• _Directive_: Output every entry exactly as given.

— START —

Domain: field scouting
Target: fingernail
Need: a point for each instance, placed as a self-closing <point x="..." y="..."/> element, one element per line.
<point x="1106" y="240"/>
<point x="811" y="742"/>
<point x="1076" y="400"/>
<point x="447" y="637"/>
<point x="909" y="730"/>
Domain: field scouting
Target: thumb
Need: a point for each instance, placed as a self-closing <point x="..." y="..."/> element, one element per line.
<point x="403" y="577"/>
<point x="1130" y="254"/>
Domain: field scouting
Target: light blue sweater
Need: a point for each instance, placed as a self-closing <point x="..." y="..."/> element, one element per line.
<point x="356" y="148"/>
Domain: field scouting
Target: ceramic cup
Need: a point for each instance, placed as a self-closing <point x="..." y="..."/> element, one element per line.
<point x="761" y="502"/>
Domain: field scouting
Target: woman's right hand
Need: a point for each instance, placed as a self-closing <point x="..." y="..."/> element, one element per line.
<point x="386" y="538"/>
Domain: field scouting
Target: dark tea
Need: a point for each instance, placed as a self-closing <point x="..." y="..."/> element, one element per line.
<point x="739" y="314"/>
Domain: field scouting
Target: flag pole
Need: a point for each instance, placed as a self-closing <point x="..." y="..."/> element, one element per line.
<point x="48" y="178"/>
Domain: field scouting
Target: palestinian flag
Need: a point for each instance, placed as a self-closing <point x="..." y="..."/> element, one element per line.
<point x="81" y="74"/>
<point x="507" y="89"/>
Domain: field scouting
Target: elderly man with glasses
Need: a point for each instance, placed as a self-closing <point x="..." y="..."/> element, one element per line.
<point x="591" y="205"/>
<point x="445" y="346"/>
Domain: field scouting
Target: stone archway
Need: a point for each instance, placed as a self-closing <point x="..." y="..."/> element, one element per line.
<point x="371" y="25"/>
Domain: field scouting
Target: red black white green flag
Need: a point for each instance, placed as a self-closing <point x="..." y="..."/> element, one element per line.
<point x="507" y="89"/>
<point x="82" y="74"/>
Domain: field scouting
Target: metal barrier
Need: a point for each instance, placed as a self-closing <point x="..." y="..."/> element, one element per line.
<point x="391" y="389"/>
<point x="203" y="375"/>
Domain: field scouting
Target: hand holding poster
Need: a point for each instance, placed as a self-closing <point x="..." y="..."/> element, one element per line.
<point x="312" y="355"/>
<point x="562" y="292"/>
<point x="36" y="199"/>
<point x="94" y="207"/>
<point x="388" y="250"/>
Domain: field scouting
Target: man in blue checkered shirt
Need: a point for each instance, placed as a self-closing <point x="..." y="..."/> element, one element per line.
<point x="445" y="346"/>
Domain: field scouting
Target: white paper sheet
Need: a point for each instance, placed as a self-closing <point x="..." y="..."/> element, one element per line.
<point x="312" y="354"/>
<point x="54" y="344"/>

— END —

• _Reply to the task_:
Domain: field scouting
Target: fingernail
Need: a point for each instance, placed as a self-closing <point x="..." y="..."/> element, one element per line.
<point x="1106" y="240"/>
<point x="811" y="742"/>
<point x="1076" y="400"/>
<point x="447" y="637"/>
<point x="909" y="730"/>
Domain: field scouting
Target: thumb
Need: a point for each instance, placed as a self-closing <point x="..." y="..."/> element, one element per line.
<point x="403" y="577"/>
<point x="1130" y="254"/>
Domain: field scouting
Target: light blue sweater
Need: a point for each instance, placed as a self-closing <point x="..." y="..."/> element, one element per line.
<point x="356" y="148"/>
Domain: field scouting
Target: ceramic cup
Need: a point for each instance, placed as a self-closing <point x="..." y="..."/> element, one element per line.
<point x="761" y="502"/>
Domain: field scouting
Target: woman's right hand
Need: a point for each instance, placed as a self-closing <point x="..." y="..."/> element, one element per line.
<point x="386" y="538"/>
Domain: field scouting
Target: dark tea
Need: a point for each instance, placed as a self-closing <point x="..." y="..."/> element, one element per line.
<point x="739" y="314"/>
Domain: field scouting
Target: flag pole
Need: a point for each instance, placed as a self-closing <point x="..." y="..."/> element, one element per line.
<point x="48" y="178"/>
Domain: field scouting
Target: palestinian flag
Need: a point for each instance, placed as a self-closing <point x="..." y="..."/> element, one element per line.
<point x="81" y="74"/>
<point x="507" y="89"/>
Domain: field scouting
Target: elderly man with glasses
Need: a point for each instance, placed as a self-closing <point x="..." y="..."/> element, one element per line.
<point x="591" y="205"/>
<point x="445" y="346"/>
Domain: field scouting
Target: stone archway
Need: a point for each instance, placed as a self-closing <point x="..." y="..."/> element, one element per line.
<point x="371" y="25"/>
Domain: field scouting
Target: red black white green flag
Need: a point for each instance, placed as a self-closing <point x="..." y="..."/> element, one element per line.
<point x="507" y="89"/>
<point x="82" y="74"/>
Domain: field scouting
Target: metal barrier
Need: a point for each instance, placed as a self-closing <point x="..." y="..."/> element, one element per line.
<point x="391" y="389"/>
<point x="203" y="375"/>
Domain: field scouting
Target: hand holding poster
Need: a point for each instance, placed as a self-closing <point x="..." y="..."/> element, one element per line.
<point x="312" y="355"/>
<point x="562" y="292"/>
<point x="36" y="199"/>
<point x="94" y="207"/>
<point x="388" y="250"/>
Domain: field scouting
Target: man in blue checkered shirt
Need: a point for each instance, placed as a self-closing <point x="..." y="..."/> element, one element per line.
<point x="445" y="346"/>
Domain: field scouting
Target: white paper sheet
Need: a point for each instance, placed as a self-closing <point x="..." y="..."/> element, one element per line.
<point x="312" y="354"/>
<point x="54" y="344"/>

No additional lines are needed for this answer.